[The records — start]
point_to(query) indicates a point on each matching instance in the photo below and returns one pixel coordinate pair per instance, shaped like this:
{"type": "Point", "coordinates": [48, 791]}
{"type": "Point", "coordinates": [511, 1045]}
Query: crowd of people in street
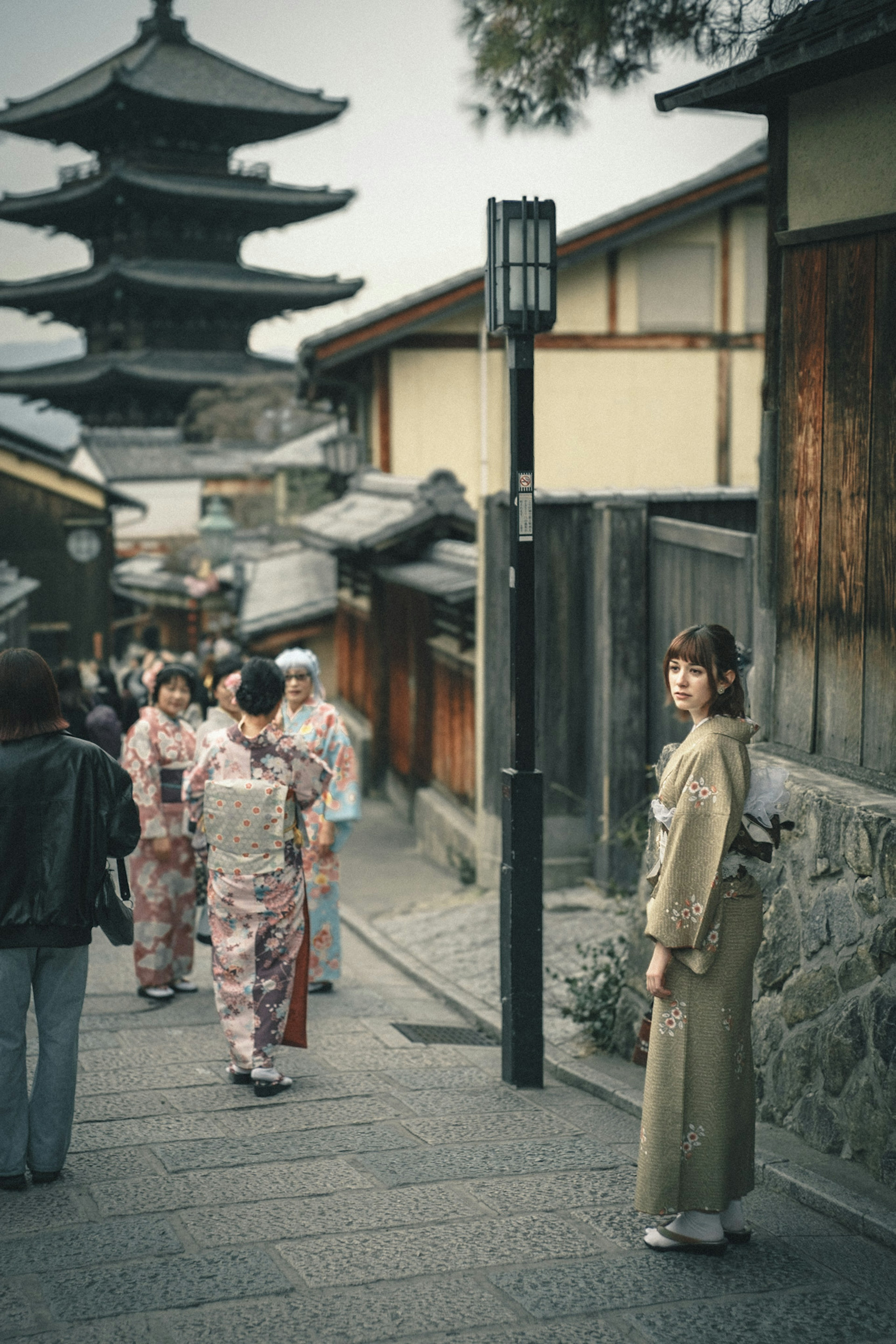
{"type": "Point", "coordinates": [242, 806]}
{"type": "Point", "coordinates": [232, 789]}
[The records — finish]
*Exercise objective*
Images stay out; the entries above are to be printed exactly.

*Answer section*
point_to(query) indicates a point on each matching instance in the photo below and returns one pixel coordinate pair per instance, shaped like this:
{"type": "Point", "coordinates": [48, 791]}
{"type": "Point", "coordinates": [511, 1045]}
Query: crowd of people in street
{"type": "Point", "coordinates": [242, 806]}
{"type": "Point", "coordinates": [232, 789]}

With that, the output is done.